> **What the task asks**: Copy all of the records below verbatim.

(Items listed in a dataset)
——
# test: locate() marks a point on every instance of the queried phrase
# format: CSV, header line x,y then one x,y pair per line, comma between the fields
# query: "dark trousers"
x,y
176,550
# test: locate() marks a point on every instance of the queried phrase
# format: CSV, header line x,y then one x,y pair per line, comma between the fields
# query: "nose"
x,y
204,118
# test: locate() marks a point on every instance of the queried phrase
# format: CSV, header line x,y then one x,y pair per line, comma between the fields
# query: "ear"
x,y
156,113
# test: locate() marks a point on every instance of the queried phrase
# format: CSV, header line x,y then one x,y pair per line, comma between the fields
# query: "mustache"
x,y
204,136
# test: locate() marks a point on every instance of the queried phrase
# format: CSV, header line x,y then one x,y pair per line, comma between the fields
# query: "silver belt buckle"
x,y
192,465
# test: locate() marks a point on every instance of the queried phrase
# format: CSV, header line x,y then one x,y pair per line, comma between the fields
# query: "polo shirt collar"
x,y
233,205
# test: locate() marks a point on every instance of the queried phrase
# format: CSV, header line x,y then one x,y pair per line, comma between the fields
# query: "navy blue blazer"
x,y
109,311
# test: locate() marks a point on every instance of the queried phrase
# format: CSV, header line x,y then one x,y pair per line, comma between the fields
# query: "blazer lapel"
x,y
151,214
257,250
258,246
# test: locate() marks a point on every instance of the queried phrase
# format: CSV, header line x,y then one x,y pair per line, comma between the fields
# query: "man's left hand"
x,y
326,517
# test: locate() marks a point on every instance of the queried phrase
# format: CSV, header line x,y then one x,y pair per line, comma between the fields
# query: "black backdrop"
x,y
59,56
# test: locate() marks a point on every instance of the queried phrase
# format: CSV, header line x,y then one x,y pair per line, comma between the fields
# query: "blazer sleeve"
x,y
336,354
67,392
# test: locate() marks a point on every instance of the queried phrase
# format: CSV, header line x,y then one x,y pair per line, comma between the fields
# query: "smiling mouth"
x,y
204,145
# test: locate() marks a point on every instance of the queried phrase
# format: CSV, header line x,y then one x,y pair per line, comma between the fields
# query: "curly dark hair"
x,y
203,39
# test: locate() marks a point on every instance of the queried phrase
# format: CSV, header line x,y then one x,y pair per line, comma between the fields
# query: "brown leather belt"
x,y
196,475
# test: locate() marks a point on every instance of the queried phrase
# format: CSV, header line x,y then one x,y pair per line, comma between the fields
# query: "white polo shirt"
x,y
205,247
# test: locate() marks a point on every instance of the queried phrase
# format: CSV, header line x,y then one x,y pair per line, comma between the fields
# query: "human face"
——
> **Exercise response**:
# test: locate() marks a point on every instance of the queried phrase
# format: CSV, header line x,y then one x,y pair per line, comma between the fields
# query: "dark trousers"
x,y
176,550
# test: locate() marks a point on every instance of the queried phrase
# format: CSV, header line x,y then one x,y pair per line, comma between the fields
# query: "nose"
x,y
204,118
# test: locate() marks a point on every instance of the queried phrase
# format: CSV, header line x,y then one x,y pair per line, comma between the fields
# query: "ear"
x,y
156,113
# test: locate() marks a point on every instance of the queried phrase
# format: CSV, header line x,y then one x,y pair per line, comma between the fields
# query: "mustache"
x,y
204,136
# test: locate() marks a point on every instance of the queried phrase
# format: CSV, header line x,y then one x,y pair per line, comma between the fields
# query: "silver belt buckle"
x,y
192,465
# test: locate() marks a point on every instance of the queried phrase
# format: CSV, header line x,y then one x,y pair per line, comma between the fields
# query: "polo shirt collar"
x,y
233,205
# test: locate() marks a point on every instance of the queried phrase
# format: CSV, header line x,y then one x,y pair per line, comma between the fields
# query: "navy blue blazer"
x,y
109,311
# test: locate() marks a point on every instance of the queried phrase
# format: CSV, header line x,y then one x,y pair per line, comma between the fields
# query: "blazer lapel"
x,y
151,214
257,250
258,246
# test: locate() marks a point on every instance of the queried phrase
# format: CSV, header line x,y then one x,y pair per line, comma between the fields
# query: "man's left hand"
x,y
326,517
# test: locate() marks a point on every instance of the queried phrase
# format: CSV, header line x,y then one x,y pair per line, comma between the fields
# query: "black backdrop"
x,y
59,56
# test: locate() marks a point on every instance of the queried phrase
# format: CSV, header line x,y then one x,y pair per line, comma between the fields
# query: "blazer sleeve"
x,y
336,354
67,392
# test: locate() marks a point on every instance of the queried phrase
# format: CSV, header line x,y then one x,y pair per line, comma between the fields
# query: "smiling mouth"
x,y
204,145
# test: locate() marks a point on every instance of the queried phrase
# format: CSV, header line x,y then one x,y pair per line, comma between the fields
# query: "curly dark hair"
x,y
203,39
# test: locate() marks a point on every instance of the queried phrase
# format: CSV, header line x,y then one x,y pair per line, comma between the fields
# query: "brown leather belt"
x,y
196,475
# test: locate() marks a point on every instance of the queried phrase
# format: CSV, header line x,y then one x,y pair per line, comma between the fields
# query: "white polo shirt"
x,y
205,247
# test: locate() marks a point on every instance of the queried phrase
# format: CSV, header line x,y then one x,y pair per line, comma between the fields
# query: "human face"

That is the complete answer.